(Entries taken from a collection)
──────────

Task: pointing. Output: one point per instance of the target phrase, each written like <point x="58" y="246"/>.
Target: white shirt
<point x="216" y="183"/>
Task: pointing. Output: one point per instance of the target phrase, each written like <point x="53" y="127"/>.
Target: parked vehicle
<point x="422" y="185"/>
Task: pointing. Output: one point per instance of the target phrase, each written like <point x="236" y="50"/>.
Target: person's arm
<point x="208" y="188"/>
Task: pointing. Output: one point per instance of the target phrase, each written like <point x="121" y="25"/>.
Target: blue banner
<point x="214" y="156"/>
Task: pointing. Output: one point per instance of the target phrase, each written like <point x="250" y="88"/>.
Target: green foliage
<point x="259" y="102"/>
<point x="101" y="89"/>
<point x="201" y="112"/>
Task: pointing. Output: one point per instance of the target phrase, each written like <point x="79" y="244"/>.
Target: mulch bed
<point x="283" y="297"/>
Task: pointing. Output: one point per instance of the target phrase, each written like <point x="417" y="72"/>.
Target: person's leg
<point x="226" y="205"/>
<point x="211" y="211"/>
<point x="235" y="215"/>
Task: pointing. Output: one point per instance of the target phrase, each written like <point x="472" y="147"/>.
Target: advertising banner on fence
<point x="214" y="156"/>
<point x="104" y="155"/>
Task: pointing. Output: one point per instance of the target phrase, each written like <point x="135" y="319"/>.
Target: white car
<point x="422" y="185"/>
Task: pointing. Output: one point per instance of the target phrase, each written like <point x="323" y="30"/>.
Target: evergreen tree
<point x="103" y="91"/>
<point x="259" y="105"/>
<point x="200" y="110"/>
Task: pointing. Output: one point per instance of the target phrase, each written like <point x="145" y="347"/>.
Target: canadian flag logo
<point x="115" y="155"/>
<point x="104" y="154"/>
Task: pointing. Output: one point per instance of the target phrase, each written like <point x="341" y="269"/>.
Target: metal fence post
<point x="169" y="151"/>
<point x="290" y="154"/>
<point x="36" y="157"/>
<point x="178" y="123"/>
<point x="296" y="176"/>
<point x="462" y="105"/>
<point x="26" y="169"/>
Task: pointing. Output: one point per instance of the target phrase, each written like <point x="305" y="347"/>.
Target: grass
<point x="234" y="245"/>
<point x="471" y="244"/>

──────────

What you have to do: Every record must be returned exactly.

Answer box:
Task: pointing. Output: one point per instance of the target phrase, each written like <point x="58" y="246"/>.
Target: white shirt
<point x="216" y="183"/>
Task: pointing. Output: one point per instance of the target phrase, each written like <point x="53" y="127"/>.
Target: parked vehicle
<point x="422" y="185"/>
Task: pointing. Output: one point per instance of the target phrase, each written like <point x="236" y="50"/>.
Target: person's arm
<point x="208" y="188"/>
Task: pointing. Output: one point per instance of the target phrase, each written like <point x="121" y="25"/>.
Target: blue banner
<point x="214" y="156"/>
Task: pointing. Output: one point per instance of the target phrase, each written like <point x="250" y="88"/>.
Target: green foliage
<point x="259" y="102"/>
<point x="101" y="89"/>
<point x="201" y="112"/>
Task: pointing. Output: one point per instance of the target phrase, each written like <point x="79" y="244"/>.
Target: mulch bed
<point x="283" y="297"/>
Task: pointing. Output: one point per instance of the target phrase, each written like <point x="417" y="72"/>.
Target: person's leg
<point x="226" y="205"/>
<point x="211" y="211"/>
<point x="235" y="215"/>
Task: pointing. Output: one point per instance of the target phrase, each written like <point x="472" y="147"/>.
Target: advertising banner on fence
<point x="214" y="156"/>
<point x="104" y="155"/>
Task: pointing. Output: one point per instance of the target phrase, each written like <point x="135" y="319"/>.
Target: white car
<point x="422" y="185"/>
Task: pointing. Output: one point per instance of the target phrase, each written like <point x="323" y="30"/>.
Target: evergreen tree
<point x="103" y="91"/>
<point x="259" y="105"/>
<point x="200" y="110"/>
Task: pointing. Output: one point per instance of the target phrase, each written like <point x="145" y="347"/>.
Target: canadian flag logo
<point x="115" y="155"/>
<point x="104" y="154"/>
Task: pointing. Output: one point per instance of the target phrase, each written like <point x="341" y="269"/>.
Target: metal fence post
<point x="169" y="151"/>
<point x="290" y="154"/>
<point x="36" y="157"/>
<point x="178" y="123"/>
<point x="296" y="176"/>
<point x="462" y="105"/>
<point x="26" y="169"/>
Task: pointing. Output: one point per instance of the target phrase, each written like <point x="305" y="347"/>.
Target: grass
<point x="234" y="245"/>
<point x="471" y="244"/>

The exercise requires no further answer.